Count the lines in the records below that contain the word "life". Reply with the number alone.

MATERIAL SHOWN:
____________
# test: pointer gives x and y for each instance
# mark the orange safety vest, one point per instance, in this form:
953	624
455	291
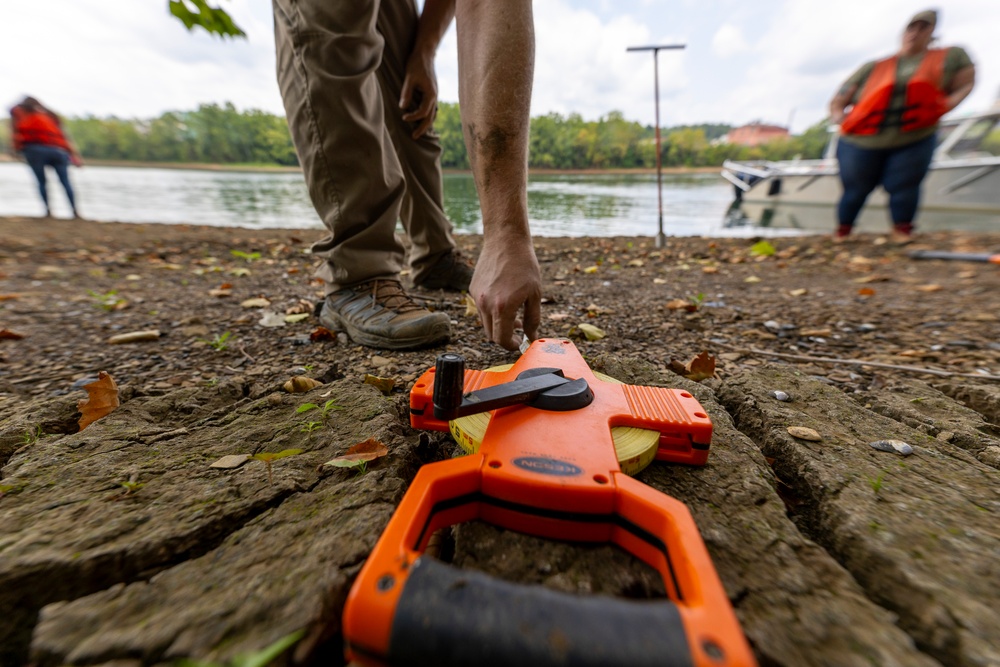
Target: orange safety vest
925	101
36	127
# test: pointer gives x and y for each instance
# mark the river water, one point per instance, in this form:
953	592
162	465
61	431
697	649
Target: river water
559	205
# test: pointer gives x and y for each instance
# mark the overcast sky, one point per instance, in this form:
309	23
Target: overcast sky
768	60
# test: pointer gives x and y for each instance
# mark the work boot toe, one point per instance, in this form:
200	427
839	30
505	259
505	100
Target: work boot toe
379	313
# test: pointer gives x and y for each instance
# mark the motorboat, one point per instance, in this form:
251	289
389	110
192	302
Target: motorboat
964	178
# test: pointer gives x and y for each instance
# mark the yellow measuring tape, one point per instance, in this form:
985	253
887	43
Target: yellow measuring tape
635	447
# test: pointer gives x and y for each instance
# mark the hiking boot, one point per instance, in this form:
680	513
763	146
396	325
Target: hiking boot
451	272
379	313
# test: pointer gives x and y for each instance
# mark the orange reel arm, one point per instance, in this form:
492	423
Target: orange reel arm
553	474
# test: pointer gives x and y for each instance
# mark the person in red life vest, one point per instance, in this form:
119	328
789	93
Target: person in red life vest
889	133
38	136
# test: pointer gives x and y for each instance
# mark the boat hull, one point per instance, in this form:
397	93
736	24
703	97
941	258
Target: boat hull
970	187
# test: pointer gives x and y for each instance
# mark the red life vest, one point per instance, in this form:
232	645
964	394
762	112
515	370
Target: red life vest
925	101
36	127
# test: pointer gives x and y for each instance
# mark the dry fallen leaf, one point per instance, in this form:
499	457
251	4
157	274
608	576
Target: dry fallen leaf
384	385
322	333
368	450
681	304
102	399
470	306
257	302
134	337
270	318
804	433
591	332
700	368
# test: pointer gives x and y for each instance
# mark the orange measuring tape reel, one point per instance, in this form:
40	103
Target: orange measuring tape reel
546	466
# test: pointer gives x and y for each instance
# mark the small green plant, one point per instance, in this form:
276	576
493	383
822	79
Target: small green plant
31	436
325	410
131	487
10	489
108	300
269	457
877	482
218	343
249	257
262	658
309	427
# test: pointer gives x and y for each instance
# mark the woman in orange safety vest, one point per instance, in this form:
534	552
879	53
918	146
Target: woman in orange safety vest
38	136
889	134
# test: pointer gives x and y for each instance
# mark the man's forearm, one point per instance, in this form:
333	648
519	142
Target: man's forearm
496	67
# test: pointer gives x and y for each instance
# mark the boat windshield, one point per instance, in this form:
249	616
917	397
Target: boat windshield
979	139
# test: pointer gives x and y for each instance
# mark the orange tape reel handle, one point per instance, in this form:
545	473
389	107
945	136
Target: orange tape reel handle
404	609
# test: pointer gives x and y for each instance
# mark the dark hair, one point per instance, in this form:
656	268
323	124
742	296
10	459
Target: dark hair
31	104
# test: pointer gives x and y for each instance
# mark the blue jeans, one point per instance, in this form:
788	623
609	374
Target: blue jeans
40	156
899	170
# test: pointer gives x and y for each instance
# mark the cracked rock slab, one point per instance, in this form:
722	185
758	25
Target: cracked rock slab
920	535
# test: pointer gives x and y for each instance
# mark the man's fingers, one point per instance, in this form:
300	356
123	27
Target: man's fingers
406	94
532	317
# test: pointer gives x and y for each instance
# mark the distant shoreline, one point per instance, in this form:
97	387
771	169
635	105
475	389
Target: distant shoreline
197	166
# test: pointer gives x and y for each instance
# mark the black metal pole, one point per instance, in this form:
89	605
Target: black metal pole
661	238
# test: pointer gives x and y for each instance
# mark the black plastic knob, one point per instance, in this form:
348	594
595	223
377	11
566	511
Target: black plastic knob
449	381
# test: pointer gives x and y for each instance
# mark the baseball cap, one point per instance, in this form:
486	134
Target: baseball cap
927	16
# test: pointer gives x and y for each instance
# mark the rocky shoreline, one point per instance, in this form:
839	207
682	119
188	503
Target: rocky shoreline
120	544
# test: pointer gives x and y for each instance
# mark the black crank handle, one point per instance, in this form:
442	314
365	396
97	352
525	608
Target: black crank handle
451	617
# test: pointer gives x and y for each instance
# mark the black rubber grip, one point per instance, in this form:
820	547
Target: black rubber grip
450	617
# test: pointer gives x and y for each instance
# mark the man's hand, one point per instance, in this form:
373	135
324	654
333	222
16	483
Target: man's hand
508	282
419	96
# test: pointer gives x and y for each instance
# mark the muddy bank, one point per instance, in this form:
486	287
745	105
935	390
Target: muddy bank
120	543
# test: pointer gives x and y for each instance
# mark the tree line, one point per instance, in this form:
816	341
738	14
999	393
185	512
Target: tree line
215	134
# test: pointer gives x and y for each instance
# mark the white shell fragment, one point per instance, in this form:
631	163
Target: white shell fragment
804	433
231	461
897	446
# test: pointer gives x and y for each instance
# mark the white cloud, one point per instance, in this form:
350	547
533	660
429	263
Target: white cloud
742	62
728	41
____________
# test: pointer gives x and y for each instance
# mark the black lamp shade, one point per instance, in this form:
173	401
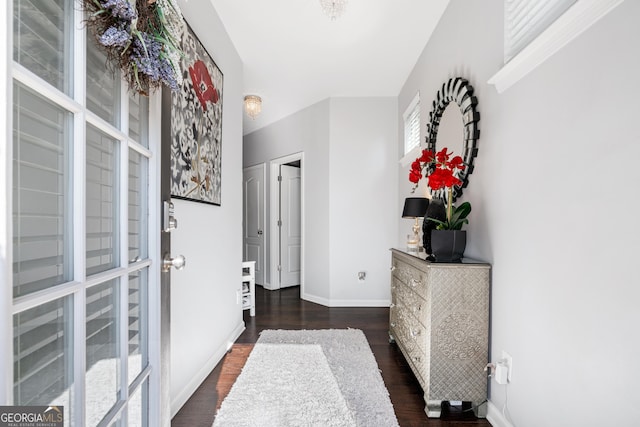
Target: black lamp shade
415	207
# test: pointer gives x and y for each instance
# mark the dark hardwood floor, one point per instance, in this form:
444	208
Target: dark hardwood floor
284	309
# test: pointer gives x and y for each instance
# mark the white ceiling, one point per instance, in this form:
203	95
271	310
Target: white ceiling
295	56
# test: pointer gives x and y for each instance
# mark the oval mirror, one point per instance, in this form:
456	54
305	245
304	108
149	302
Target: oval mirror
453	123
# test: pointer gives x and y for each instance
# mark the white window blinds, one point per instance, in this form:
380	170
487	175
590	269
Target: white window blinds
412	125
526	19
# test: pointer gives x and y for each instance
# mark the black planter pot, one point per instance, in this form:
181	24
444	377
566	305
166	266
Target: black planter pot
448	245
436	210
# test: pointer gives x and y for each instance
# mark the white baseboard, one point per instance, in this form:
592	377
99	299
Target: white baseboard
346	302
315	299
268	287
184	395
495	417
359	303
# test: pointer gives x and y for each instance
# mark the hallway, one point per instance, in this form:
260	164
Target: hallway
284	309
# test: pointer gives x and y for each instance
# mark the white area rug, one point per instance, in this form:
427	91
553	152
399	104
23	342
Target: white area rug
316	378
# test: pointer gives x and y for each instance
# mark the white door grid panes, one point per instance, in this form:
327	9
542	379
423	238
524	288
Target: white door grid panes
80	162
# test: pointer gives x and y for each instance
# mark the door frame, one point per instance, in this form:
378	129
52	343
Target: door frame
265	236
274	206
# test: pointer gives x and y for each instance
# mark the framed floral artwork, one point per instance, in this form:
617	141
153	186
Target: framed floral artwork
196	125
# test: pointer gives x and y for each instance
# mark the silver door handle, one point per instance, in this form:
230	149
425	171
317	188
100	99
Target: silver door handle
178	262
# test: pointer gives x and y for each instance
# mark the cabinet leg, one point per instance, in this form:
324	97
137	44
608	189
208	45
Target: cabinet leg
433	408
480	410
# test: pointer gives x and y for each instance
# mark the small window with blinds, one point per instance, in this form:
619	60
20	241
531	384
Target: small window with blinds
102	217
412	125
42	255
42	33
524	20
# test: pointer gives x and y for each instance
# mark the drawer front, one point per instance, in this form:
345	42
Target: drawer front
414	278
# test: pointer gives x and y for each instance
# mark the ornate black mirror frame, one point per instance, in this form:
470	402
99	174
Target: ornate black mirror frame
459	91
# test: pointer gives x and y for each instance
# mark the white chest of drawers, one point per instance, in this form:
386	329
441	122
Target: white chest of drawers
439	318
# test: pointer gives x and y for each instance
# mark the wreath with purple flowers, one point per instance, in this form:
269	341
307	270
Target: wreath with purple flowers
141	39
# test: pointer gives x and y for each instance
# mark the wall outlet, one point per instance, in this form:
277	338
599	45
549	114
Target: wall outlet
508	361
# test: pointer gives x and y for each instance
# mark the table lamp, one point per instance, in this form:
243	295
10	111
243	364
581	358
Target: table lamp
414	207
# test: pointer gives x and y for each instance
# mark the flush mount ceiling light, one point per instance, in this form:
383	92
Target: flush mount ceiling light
____________
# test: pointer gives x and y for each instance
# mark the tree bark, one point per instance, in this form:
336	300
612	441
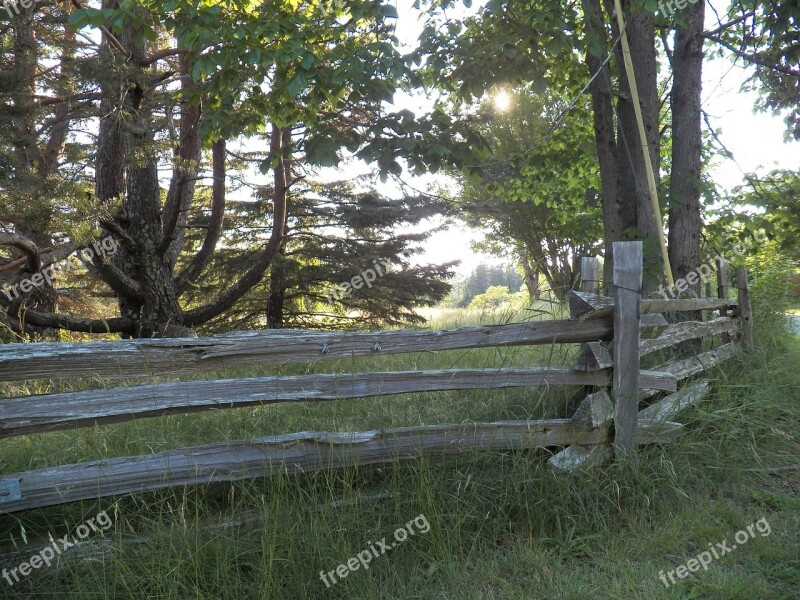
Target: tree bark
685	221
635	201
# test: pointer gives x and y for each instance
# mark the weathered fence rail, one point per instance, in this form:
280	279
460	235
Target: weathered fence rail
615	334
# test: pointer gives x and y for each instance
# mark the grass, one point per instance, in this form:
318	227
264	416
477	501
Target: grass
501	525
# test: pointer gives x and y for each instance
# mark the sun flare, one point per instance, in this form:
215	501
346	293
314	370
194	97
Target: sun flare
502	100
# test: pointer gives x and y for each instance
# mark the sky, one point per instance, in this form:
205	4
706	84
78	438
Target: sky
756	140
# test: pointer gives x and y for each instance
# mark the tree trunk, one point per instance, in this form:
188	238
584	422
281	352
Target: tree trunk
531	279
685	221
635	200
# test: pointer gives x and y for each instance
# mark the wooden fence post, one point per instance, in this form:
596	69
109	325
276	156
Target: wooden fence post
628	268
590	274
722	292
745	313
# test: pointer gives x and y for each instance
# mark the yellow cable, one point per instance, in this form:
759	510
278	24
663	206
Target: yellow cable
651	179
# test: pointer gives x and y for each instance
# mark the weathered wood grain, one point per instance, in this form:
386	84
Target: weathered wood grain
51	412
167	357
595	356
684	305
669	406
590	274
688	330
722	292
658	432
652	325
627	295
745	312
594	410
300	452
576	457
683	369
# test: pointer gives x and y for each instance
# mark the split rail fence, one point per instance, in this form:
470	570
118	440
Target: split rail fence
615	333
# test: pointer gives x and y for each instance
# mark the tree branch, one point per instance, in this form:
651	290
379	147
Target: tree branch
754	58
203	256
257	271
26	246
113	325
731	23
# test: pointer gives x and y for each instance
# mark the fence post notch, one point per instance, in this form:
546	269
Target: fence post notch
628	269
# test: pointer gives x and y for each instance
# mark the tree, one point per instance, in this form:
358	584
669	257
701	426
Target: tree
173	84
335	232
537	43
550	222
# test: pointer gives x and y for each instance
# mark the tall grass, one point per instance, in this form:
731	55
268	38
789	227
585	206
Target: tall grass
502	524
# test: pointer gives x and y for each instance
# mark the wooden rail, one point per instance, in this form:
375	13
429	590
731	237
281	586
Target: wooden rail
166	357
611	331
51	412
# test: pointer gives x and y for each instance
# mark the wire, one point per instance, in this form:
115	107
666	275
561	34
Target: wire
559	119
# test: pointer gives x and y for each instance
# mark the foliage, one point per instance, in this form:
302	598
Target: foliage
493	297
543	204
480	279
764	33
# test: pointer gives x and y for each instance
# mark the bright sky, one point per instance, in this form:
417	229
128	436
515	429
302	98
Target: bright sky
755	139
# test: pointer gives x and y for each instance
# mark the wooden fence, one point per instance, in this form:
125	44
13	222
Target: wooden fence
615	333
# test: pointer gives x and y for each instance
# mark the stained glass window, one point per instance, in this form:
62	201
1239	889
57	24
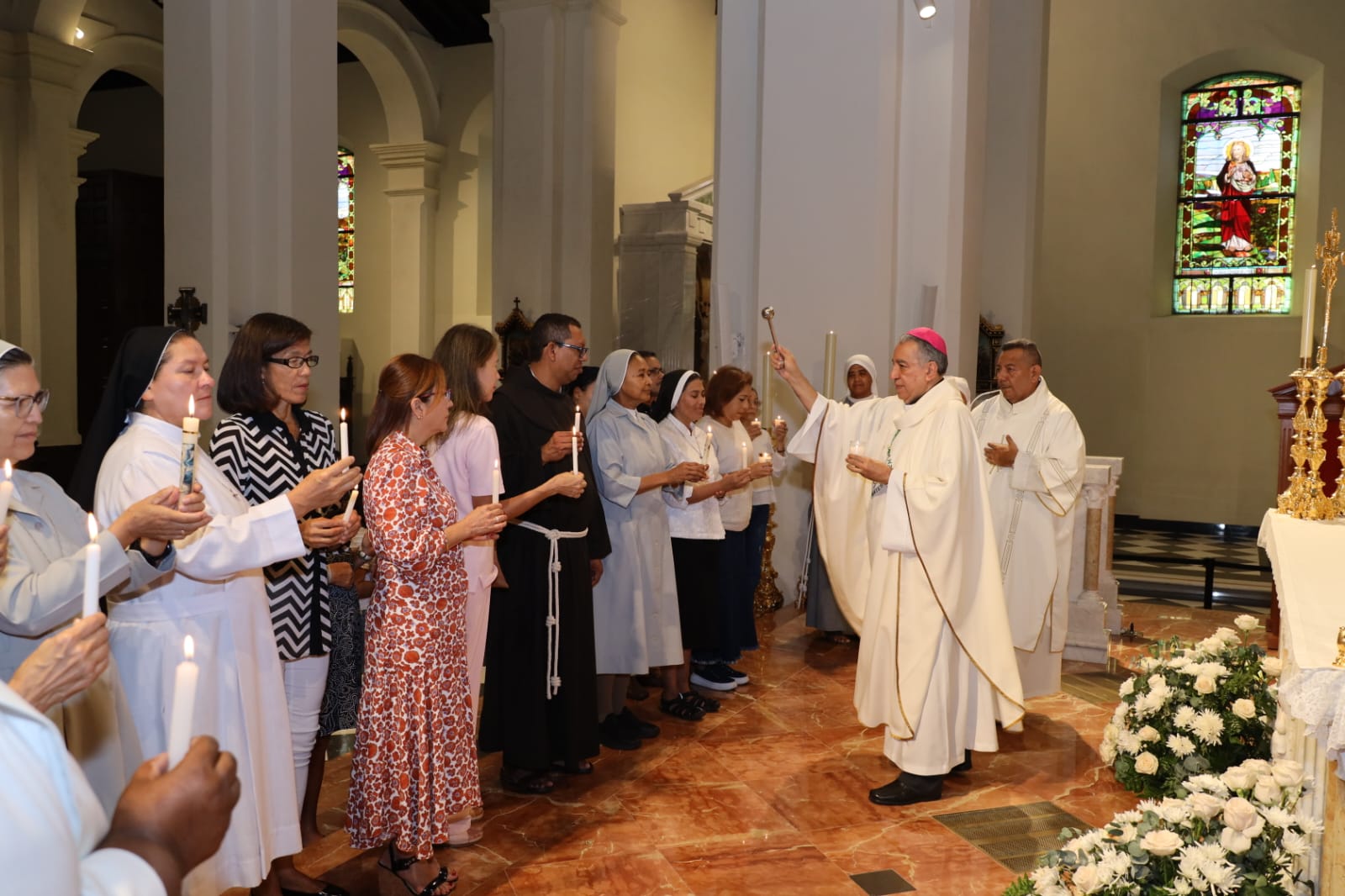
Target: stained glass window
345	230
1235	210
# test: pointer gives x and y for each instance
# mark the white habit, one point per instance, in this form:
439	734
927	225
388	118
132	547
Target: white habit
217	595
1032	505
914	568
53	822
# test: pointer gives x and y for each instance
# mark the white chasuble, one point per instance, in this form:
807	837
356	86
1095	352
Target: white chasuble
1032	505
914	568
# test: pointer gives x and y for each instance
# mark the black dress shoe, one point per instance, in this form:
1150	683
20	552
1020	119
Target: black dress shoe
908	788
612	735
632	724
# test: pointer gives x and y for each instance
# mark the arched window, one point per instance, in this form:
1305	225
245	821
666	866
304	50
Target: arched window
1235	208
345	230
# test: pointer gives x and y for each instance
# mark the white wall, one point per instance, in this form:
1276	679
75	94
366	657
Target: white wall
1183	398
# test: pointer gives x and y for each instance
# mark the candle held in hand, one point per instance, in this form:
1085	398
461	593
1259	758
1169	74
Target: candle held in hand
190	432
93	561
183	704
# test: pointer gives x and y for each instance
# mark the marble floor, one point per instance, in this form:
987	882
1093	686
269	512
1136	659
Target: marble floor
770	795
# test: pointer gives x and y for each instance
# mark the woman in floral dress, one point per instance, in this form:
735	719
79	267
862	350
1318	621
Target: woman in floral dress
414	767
____________
OUTPUT OF THE TASK:
4